> [WHAT TO WORK ON] Nothing before the line containing "point: terracotta roof" belongs in the answer; quote that line and all lines after it through the end of the material, word for word.

> [WORKING DATA]

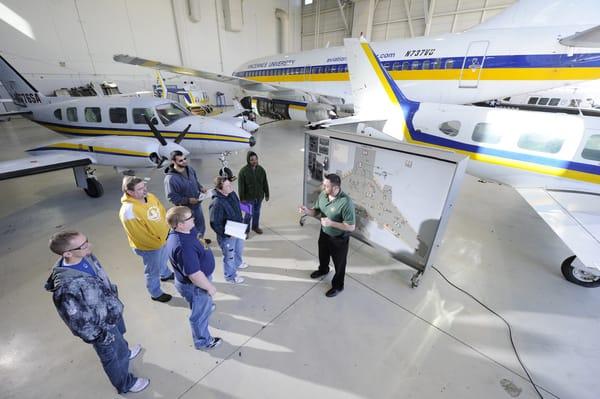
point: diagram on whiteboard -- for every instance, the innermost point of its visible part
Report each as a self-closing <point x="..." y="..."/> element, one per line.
<point x="399" y="196"/>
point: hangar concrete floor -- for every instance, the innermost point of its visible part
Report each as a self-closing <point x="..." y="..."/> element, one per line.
<point x="283" y="337"/>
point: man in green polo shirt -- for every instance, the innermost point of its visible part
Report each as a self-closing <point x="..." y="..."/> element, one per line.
<point x="338" y="220"/>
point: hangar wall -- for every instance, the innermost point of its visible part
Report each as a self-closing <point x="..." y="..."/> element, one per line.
<point x="56" y="42"/>
<point x="323" y="22"/>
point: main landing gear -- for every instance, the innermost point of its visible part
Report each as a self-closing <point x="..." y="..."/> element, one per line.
<point x="578" y="275"/>
<point x="86" y="179"/>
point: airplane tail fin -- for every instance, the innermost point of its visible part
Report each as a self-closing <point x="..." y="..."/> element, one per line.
<point x="22" y="92"/>
<point x="544" y="13"/>
<point x="375" y="95"/>
<point x="161" y="82"/>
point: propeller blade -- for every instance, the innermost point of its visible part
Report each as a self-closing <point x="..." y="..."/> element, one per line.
<point x="181" y="136"/>
<point x="154" y="131"/>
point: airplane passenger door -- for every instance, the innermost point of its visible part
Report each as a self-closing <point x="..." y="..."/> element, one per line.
<point x="473" y="64"/>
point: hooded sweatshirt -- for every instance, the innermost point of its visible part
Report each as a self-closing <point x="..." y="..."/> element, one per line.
<point x="252" y="182"/>
<point x="88" y="304"/>
<point x="180" y="188"/>
<point x="144" y="222"/>
<point x="222" y="209"/>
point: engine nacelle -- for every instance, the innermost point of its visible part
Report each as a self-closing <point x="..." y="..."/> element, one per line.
<point x="279" y="109"/>
<point x="317" y="112"/>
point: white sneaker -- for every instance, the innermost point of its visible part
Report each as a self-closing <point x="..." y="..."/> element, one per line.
<point x="140" y="385"/>
<point x="134" y="351"/>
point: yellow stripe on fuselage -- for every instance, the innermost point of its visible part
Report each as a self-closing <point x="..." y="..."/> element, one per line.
<point x="87" y="148"/>
<point x="111" y="132"/>
<point x="379" y="72"/>
<point x="490" y="74"/>
<point x="511" y="163"/>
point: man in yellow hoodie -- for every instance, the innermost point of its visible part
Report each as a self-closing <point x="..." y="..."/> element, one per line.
<point x="144" y="220"/>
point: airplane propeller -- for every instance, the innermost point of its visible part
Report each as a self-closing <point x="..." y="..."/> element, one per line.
<point x="179" y="138"/>
<point x="165" y="148"/>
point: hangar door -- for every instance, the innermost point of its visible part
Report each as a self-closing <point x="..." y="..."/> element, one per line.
<point x="473" y="64"/>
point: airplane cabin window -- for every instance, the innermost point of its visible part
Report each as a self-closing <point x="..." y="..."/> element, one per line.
<point x="450" y="128"/>
<point x="543" y="101"/>
<point x="117" y="115"/>
<point x="540" y="142"/>
<point x="92" y="114"/>
<point x="591" y="150"/>
<point x="138" y="115"/>
<point x="171" y="112"/>
<point x="486" y="133"/>
<point x="72" y="114"/>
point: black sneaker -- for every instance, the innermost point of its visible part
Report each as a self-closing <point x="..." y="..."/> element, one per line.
<point x="333" y="292"/>
<point x="318" y="273"/>
<point x="162" y="298"/>
<point x="214" y="343"/>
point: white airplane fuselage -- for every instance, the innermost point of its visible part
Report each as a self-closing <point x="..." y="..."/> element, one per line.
<point x="205" y="136"/>
<point x="456" y="68"/>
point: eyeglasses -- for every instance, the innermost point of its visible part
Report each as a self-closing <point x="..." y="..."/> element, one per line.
<point x="85" y="244"/>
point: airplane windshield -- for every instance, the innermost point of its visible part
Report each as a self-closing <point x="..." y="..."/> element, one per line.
<point x="171" y="112"/>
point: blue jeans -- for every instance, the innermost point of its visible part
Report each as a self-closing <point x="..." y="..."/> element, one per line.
<point x="198" y="219"/>
<point x="114" y="357"/>
<point x="201" y="305"/>
<point x="155" y="266"/>
<point x="232" y="255"/>
<point x="255" y="216"/>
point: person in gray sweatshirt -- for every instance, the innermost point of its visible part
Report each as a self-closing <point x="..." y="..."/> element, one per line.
<point x="89" y="305"/>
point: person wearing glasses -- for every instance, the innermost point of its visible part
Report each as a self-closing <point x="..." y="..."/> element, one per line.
<point x="89" y="305"/>
<point x="226" y="206"/>
<point x="182" y="188"/>
<point x="193" y="265"/>
<point x="143" y="218"/>
<point x="338" y="219"/>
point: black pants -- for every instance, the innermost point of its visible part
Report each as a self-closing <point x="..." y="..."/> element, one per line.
<point x="335" y="248"/>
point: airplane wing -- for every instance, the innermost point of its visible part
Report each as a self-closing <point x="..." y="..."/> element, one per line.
<point x="242" y="83"/>
<point x="233" y="80"/>
<point x="586" y="38"/>
<point x="34" y="165"/>
<point x="574" y="216"/>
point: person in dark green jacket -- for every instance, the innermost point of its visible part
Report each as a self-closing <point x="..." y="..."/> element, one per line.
<point x="253" y="187"/>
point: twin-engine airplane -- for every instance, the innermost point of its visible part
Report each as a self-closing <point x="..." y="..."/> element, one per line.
<point x="124" y="132"/>
<point x="238" y="116"/>
<point x="552" y="160"/>
<point x="533" y="45"/>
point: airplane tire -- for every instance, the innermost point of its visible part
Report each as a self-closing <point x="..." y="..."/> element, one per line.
<point x="95" y="189"/>
<point x="577" y="276"/>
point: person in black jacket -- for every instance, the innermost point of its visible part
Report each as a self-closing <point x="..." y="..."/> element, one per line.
<point x="87" y="302"/>
<point x="182" y="188"/>
<point x="253" y="187"/>
<point x="226" y="206"/>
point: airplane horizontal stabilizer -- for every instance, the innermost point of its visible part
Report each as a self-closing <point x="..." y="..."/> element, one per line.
<point x="574" y="217"/>
<point x="587" y="38"/>
<point x="41" y="164"/>
<point x="14" y="113"/>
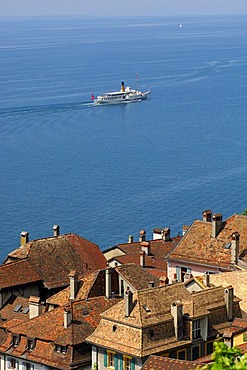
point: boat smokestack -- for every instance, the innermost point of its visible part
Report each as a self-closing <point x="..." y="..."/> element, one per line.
<point x="122" y="87"/>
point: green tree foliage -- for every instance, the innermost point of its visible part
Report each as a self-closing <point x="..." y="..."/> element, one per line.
<point x="226" y="358"/>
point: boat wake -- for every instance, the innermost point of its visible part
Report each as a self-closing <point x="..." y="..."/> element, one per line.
<point x="51" y="108"/>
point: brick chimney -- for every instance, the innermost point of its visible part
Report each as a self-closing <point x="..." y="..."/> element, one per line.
<point x="56" y="230"/>
<point x="142" y="258"/>
<point x="235" y="248"/>
<point x="177" y="313"/>
<point x="108" y="272"/>
<point x="206" y="279"/>
<point x="207" y="216"/>
<point x="146" y="247"/>
<point x="34" y="307"/>
<point x="229" y="295"/>
<point x="142" y="236"/>
<point x="216" y="224"/>
<point x="24" y="238"/>
<point x="131" y="239"/>
<point x="73" y="284"/>
<point x="67" y="317"/>
<point x="128" y="302"/>
<point x="166" y="234"/>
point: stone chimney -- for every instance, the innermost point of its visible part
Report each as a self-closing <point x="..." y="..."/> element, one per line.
<point x="73" y="284"/>
<point x="166" y="234"/>
<point x="128" y="302"/>
<point x="207" y="216"/>
<point x="146" y="247"/>
<point x="177" y="313"/>
<point x="229" y="295"/>
<point x="142" y="237"/>
<point x="56" y="230"/>
<point x="34" y="307"/>
<point x="24" y="238"/>
<point x="142" y="258"/>
<point x="108" y="272"/>
<point x="216" y="224"/>
<point x="235" y="248"/>
<point x="131" y="239"/>
<point x="206" y="279"/>
<point x="67" y="317"/>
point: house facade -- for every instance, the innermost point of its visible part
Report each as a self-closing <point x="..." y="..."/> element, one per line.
<point x="210" y="245"/>
<point x="168" y="321"/>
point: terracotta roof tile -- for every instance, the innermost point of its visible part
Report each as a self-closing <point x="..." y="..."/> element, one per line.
<point x="162" y="363"/>
<point x="62" y="254"/>
<point x="198" y="246"/>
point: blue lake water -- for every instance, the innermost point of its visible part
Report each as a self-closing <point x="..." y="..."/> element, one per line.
<point x="105" y="172"/>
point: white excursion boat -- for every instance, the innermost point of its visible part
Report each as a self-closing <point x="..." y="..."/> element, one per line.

> [ANSWER TO THIS EXERCISE]
point: terracotta roof tile -- for every instance, the innermost point of its visible part
Report each as a self-closing <point x="..." y="..."/> element, one per line.
<point x="162" y="363"/>
<point x="62" y="254"/>
<point x="198" y="246"/>
point: blue lake water -- for every instance, the innermost point of its visible part
Report each as a self-closing <point x="..." y="..."/> element, one per line.
<point x="105" y="172"/>
point: white excursion boat -- for every instance, the innermost point of its visible part
Report each as a self-closing <point x="..." y="..."/> element, one per line.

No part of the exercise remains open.